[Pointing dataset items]
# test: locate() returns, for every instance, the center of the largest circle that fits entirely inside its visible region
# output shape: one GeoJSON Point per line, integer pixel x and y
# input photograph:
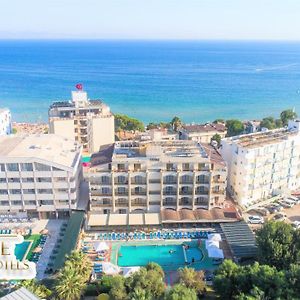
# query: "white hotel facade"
{"type": "Point", "coordinates": [132, 177]}
{"type": "Point", "coordinates": [39, 175]}
{"type": "Point", "coordinates": [263, 164]}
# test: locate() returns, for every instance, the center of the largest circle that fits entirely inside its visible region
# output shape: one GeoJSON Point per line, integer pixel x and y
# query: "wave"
{"type": "Point", "coordinates": [281, 67]}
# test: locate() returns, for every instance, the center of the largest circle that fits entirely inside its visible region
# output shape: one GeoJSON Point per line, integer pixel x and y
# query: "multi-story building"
{"type": "Point", "coordinates": [39, 175]}
{"type": "Point", "coordinates": [262, 164]}
{"type": "Point", "coordinates": [202, 133]}
{"type": "Point", "coordinates": [153, 176]}
{"type": "Point", "coordinates": [5, 122]}
{"type": "Point", "coordinates": [88, 122]}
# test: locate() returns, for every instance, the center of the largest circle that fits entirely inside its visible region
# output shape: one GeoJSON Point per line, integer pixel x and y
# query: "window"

§ Exercise
Copy every line of the items above word for word, omitting the picture.

§ Task response
# test: locate() returns, for every instance, the center of the largest circle that fits entirely inside its visible region
# output shape: one GeoJSON Point per line, integer pixel x and y
# input photograph:
# query: "white hotel facade"
{"type": "Point", "coordinates": [132, 177]}
{"type": "Point", "coordinates": [39, 175]}
{"type": "Point", "coordinates": [263, 164]}
# test: locate() returns, for every instance, the center of the largest circle that fits entirely inside its visible region
# output shape: one GeoJSON Point per line, integer pixel x and y
# query: "wave"
{"type": "Point", "coordinates": [281, 67]}
# test: locate() returns, for every instance, the center of the largest circle that fits entirely inside its visible region
# output shape: one GeoJSON Point per line, integer pixel x and y
# query: "multi-story building"
{"type": "Point", "coordinates": [39, 175]}
{"type": "Point", "coordinates": [262, 164]}
{"type": "Point", "coordinates": [202, 133]}
{"type": "Point", "coordinates": [153, 176]}
{"type": "Point", "coordinates": [5, 122]}
{"type": "Point", "coordinates": [88, 122]}
# test: locate() returns, for every instance, the center of the largest circle that fits entirely inside its visible region
# output shape: one GeoJSON Point per line, integer pixel x and y
# query: "window"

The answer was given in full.